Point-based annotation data
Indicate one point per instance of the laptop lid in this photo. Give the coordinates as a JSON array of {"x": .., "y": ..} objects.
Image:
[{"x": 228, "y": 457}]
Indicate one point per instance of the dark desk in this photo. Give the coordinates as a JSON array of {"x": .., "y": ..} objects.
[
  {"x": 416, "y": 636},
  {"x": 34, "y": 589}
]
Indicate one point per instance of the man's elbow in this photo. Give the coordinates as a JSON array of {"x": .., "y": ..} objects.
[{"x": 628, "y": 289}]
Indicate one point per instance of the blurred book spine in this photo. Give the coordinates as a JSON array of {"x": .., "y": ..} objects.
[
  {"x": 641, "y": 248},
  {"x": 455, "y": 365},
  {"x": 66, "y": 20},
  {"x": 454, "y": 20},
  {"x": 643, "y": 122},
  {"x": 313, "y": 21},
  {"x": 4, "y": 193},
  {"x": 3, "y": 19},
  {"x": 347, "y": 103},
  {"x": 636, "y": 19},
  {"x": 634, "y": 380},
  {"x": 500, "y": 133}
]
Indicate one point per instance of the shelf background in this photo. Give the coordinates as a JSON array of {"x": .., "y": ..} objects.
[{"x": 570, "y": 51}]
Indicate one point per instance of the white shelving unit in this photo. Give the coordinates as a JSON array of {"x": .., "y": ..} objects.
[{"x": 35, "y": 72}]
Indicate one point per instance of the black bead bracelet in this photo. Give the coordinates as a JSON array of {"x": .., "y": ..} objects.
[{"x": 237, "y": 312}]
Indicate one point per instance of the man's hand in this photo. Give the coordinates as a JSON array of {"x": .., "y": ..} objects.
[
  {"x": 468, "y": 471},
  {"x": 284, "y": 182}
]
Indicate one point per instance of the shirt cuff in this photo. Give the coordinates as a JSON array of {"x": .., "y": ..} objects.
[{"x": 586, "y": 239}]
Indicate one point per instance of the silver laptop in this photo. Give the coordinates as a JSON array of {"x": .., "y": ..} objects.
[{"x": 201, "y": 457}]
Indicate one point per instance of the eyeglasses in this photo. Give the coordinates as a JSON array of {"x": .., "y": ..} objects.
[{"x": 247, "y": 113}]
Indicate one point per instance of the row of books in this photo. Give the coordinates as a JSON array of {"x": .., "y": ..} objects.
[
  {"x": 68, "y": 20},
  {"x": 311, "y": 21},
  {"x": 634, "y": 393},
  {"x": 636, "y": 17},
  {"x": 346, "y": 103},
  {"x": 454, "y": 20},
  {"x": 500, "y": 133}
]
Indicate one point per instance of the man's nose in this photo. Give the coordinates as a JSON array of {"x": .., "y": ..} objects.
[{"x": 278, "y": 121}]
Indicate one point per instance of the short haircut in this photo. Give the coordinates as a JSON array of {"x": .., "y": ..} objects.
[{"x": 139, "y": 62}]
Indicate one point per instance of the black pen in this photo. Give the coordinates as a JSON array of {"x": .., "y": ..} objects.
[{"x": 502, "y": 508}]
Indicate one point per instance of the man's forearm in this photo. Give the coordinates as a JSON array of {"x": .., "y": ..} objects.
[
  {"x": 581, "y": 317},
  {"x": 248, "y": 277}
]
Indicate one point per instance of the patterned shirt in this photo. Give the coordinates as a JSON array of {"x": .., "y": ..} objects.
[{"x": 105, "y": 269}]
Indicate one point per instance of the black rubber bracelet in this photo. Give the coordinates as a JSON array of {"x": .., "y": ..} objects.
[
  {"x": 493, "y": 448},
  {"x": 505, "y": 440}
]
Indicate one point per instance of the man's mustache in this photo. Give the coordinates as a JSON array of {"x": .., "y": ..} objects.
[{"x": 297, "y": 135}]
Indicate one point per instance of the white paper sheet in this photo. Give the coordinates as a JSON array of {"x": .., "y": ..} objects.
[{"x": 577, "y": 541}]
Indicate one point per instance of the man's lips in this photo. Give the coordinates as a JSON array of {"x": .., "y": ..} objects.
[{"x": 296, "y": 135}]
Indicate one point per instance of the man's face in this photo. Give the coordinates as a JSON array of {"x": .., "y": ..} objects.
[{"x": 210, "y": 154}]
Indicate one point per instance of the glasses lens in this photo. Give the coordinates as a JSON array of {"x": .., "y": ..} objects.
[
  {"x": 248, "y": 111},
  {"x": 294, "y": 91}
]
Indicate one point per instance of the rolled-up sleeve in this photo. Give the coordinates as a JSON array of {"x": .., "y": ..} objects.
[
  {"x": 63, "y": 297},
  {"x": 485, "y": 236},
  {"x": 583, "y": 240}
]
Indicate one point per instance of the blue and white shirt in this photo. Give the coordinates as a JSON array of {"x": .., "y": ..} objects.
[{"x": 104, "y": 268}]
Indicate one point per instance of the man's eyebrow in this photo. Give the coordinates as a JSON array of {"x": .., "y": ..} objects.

[Work required]: Output all records verbatim.

[Result below]:
Indicate one point per instance of the laptop lid in this photo. Give the coordinates as a JSON array of {"x": .., "y": ..} objects.
Image:
[{"x": 228, "y": 457}]
Indicate one point per instance of the dark desk in this photo. Give the coordinates as a JSON array of {"x": .., "y": ..} objects.
[
  {"x": 416, "y": 636},
  {"x": 34, "y": 589}
]
Indicate one point per instance of the man's elbow in this photo. Give the coordinates as a JSON array of {"x": .., "y": ..} objects.
[{"x": 628, "y": 289}]
Indicate one point per instance of the blurred book spine in this photo. Give the coordinates as a JSON array of {"x": .., "y": ..} objects.
[
  {"x": 641, "y": 248},
  {"x": 455, "y": 365},
  {"x": 66, "y": 20},
  {"x": 454, "y": 20},
  {"x": 643, "y": 122},
  {"x": 313, "y": 21},
  {"x": 4, "y": 193},
  {"x": 3, "y": 19},
  {"x": 347, "y": 103},
  {"x": 636, "y": 19},
  {"x": 634, "y": 380},
  {"x": 500, "y": 133}
]
Indicate one point per instance of the shelf background in this photo. Give the coordinates as a JSON array of {"x": .., "y": ..} objects.
[{"x": 570, "y": 51}]
Indicate one point per instance of the white shelving unit in this photo. Give the coordinates as a JSON array of {"x": .., "y": ..} objects.
[{"x": 35, "y": 72}]
Indicate one point per instance of the black bead bracelet in this photo. Give the coordinates as a JSON array of {"x": .., "y": ..} objects.
[{"x": 237, "y": 312}]
Indicate one point per instance of the man's hand in this photo. Give the coordinates as a JSON array of {"x": .., "y": ..} objects.
[
  {"x": 468, "y": 471},
  {"x": 284, "y": 182}
]
Indicate one point per instance of the shirt cuff in this photo. Give the coordinates as a JSON array of {"x": .., "y": ..} objects.
[{"x": 586, "y": 239}]
Indicate one point per instance of the silver laptop in this photo. Give the coordinates as a JSON array of {"x": .., "y": ..} objects.
[{"x": 201, "y": 457}]
Indicate one point per instance of the eyeglasses in this photo. Give the coordinates as a JSON array of {"x": .., "y": ..} objects.
[{"x": 247, "y": 113}]
Indicate one point per instance of the row of books in this photo. Give the coordinates as a JSON array of {"x": .., "y": ..} objects.
[
  {"x": 68, "y": 20},
  {"x": 311, "y": 21},
  {"x": 634, "y": 393},
  {"x": 636, "y": 17},
  {"x": 346, "y": 103},
  {"x": 454, "y": 20},
  {"x": 500, "y": 133}
]
Indicate one point per instance of the man's nose in this photo. Give the coordinates as a JSON array of {"x": .., "y": ..} objects.
[{"x": 278, "y": 121}]
Indicate one point per instance of the short haircut in this photo. Give the coordinates as a JSON array of {"x": .., "y": ..} objects.
[{"x": 139, "y": 62}]
Indicate one point per instance of the black pen in this photo. Give the coordinates as a JSON array of {"x": .., "y": ..} objects.
[{"x": 502, "y": 508}]
Indicate one point per instance of the man's forearm in this photo. Give the coordinates as a JSON array of {"x": .., "y": ..} objects.
[
  {"x": 581, "y": 317},
  {"x": 248, "y": 277}
]
Indicate one point per instance of the patterned shirt in this photo. Give the coordinates as a JSON array of {"x": .., "y": ..} objects.
[{"x": 105, "y": 269}]
Indicate one point per instance of the black rubber bracelet in this photo. Give the coordinates as a JSON array of {"x": .., "y": ..} objects.
[
  {"x": 493, "y": 448},
  {"x": 505, "y": 440}
]
Indicate one point per instance of the man's mustache in this photo. Give the coordinates as a JSON array of {"x": .., "y": ..} objects.
[{"x": 297, "y": 135}]
Indicate one point per instance of the white paper sheet in this photo. Give the coordinates as a JSON array of {"x": .., "y": ..} objects.
[{"x": 577, "y": 541}]
Indicate one point per instance of the man's lips in this photo. Give the coordinates as a JSON array of {"x": .., "y": ..} objects.
[{"x": 296, "y": 135}]
Indicate one point per instance of the man's face in this photo. Give the coordinates as a JSON array of {"x": .., "y": ..} objects.
[{"x": 210, "y": 154}]
Indicate one point per instance of the glasses lens in this photo. Give the coordinates as a JSON array of {"x": .., "y": ..} objects.
[
  {"x": 248, "y": 111},
  {"x": 294, "y": 91}
]
Indicate one point per instance of the rolled-up sleeve in this photo. Give the coordinates as a JSON array of {"x": .., "y": ..} objects.
[
  {"x": 63, "y": 297},
  {"x": 485, "y": 236},
  {"x": 583, "y": 240}
]
Indicate one point per instance of the blue and white shirt in this photo. Give the coordinates as a JSON array of {"x": .., "y": ..} objects.
[{"x": 104, "y": 268}]
Indicate one point per instance of the man's eyebrow in this photo. Give the coordinates as a JSON array of {"x": .., "y": ..} objects.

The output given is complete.